Your objective: Copy out the items below word for word, starting at the line that contains "dark cow in the photo above." and ending at the final line of the items.

Excerpted records:
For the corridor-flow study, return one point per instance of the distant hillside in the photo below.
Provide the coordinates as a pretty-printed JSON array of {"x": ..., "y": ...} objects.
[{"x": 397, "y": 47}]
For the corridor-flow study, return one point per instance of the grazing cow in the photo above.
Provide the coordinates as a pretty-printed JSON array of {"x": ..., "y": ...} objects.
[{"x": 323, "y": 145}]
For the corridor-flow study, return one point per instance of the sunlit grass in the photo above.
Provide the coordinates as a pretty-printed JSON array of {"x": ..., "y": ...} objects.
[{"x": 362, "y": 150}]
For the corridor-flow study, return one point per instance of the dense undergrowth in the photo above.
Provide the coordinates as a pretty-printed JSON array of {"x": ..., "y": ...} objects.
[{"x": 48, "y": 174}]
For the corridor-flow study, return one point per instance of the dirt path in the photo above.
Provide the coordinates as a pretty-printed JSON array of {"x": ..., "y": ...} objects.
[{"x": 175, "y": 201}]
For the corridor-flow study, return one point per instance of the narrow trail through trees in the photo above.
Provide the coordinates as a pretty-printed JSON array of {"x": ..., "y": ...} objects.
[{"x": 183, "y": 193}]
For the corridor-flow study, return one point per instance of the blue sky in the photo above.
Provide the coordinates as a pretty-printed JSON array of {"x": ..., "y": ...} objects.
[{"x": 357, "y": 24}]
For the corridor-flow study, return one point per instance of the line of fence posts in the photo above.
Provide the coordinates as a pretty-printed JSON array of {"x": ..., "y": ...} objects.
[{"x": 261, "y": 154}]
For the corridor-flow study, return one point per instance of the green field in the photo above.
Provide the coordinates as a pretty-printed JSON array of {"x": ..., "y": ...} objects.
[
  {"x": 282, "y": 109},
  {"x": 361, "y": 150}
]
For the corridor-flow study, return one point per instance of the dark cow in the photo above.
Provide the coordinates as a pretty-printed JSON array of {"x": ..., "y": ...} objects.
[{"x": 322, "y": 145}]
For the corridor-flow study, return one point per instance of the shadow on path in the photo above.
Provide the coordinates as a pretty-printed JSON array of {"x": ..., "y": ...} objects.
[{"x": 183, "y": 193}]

Complete answer:
For the corridor-flow study, return one point per instance of the dark cow in the photo above.
Provide the coordinates as a pretty-printed JSON array of {"x": ..., "y": ...} objects.
[{"x": 322, "y": 145}]
For the corridor-flow study, return one point per instance of the shadow on path in the photo above.
Provide the coordinates as a pretty-printed JSON array of {"x": ..., "y": ...} objects.
[{"x": 183, "y": 193}]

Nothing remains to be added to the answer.